DATA TO USE START
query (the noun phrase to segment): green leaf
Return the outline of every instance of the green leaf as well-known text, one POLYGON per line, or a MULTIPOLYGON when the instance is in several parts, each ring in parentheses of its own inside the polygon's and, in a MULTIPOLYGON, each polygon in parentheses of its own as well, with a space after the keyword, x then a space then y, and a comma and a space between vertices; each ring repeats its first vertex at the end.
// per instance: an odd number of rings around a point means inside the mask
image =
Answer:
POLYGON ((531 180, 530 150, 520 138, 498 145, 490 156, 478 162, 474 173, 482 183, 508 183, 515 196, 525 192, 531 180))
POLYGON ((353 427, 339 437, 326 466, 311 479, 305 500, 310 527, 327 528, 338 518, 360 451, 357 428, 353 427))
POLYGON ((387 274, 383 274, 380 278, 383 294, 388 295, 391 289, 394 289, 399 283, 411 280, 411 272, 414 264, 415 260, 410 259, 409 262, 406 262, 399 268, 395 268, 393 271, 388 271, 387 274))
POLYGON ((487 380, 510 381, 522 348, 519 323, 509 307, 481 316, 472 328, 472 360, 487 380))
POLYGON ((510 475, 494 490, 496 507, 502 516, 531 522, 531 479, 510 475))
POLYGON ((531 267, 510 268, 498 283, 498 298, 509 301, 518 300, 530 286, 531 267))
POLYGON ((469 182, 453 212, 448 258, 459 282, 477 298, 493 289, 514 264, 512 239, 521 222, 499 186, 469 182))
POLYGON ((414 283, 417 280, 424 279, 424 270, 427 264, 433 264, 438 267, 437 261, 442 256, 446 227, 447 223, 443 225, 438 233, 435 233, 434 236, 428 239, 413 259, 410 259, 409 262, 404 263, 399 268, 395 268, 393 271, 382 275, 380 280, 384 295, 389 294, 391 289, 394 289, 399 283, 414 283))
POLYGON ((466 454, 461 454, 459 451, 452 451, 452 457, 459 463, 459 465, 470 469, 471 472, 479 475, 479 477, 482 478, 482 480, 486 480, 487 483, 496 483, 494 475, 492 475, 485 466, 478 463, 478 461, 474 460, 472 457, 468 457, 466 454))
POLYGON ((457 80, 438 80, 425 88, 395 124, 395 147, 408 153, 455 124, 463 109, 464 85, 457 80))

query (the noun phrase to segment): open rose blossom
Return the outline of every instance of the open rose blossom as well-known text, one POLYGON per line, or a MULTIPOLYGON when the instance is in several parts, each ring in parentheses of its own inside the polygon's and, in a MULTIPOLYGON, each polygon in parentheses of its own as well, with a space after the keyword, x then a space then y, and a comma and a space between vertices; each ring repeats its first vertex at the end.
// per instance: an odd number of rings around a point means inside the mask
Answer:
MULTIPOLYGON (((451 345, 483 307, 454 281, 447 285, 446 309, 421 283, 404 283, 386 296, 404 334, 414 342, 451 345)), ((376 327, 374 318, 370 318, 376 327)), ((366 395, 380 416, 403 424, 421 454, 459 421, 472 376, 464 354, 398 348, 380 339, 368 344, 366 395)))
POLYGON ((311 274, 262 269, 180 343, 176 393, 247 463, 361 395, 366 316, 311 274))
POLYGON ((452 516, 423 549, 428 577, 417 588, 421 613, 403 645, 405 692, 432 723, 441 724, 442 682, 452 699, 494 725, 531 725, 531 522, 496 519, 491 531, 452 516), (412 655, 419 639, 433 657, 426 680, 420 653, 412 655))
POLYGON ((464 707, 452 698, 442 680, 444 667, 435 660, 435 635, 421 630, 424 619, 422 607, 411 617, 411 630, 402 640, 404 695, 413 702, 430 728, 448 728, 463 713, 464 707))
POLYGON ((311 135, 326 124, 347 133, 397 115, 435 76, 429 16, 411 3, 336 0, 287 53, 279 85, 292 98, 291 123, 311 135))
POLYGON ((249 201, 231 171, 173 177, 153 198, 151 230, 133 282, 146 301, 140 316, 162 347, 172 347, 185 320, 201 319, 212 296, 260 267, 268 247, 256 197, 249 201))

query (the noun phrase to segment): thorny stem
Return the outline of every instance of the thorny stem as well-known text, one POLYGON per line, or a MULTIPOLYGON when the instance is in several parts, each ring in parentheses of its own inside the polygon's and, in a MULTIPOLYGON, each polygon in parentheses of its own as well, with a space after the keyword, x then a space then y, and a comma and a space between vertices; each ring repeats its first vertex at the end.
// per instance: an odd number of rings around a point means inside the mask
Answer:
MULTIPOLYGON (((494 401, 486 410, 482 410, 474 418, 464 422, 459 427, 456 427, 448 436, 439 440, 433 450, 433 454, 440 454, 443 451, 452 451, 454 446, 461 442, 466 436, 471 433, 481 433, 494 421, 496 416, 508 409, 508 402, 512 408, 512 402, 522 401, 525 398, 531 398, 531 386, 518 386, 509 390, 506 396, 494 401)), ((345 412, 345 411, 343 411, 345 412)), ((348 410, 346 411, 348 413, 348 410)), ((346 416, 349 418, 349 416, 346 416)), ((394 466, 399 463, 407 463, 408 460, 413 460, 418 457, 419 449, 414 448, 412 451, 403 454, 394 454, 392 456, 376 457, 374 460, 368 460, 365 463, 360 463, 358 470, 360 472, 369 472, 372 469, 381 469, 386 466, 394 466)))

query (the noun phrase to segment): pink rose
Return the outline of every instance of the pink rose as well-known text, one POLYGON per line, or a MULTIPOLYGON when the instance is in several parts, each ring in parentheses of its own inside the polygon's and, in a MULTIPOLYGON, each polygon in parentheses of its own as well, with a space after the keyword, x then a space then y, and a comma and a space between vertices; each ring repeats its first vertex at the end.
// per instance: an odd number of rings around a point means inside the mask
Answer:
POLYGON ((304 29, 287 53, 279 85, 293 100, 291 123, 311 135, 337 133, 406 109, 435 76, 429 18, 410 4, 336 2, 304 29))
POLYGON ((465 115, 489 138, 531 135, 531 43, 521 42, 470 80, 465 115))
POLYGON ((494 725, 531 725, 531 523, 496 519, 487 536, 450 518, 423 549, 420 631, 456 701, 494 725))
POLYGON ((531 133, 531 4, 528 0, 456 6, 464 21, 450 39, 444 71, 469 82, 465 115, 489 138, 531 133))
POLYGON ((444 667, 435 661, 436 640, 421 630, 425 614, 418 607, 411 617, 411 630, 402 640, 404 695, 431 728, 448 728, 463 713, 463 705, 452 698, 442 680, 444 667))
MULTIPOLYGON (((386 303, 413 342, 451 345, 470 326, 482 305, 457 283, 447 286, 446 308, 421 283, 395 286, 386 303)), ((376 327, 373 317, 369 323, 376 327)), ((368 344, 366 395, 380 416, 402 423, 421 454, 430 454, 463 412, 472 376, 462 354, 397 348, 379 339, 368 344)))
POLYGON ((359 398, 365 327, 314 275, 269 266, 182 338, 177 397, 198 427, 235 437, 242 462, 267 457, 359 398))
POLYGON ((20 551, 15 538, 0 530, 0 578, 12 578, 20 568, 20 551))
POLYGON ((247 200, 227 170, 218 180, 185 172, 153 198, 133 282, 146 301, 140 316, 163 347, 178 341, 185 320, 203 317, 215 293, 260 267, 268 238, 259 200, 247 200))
DATA TO USE END
**YOUR INSTRUCTIONS**
All lines that include the word "green" must be copied from the material above.

**RESULT BELOW**
query (the noun phrase to segment): green leaf
Return the outline of every instance of the green leaf as well-known text, one POLYGON per line, or a MULTIPOLYGON when the instance is in several parts, each ring in parentheses of its own inside the polygon's and, in a MULTIPOLYGON, each polygon in parentheses of its own as well, with a space after the keyword, x then a space then y, and a comma and a space between vertices; each ring repeats its first vertex at the end.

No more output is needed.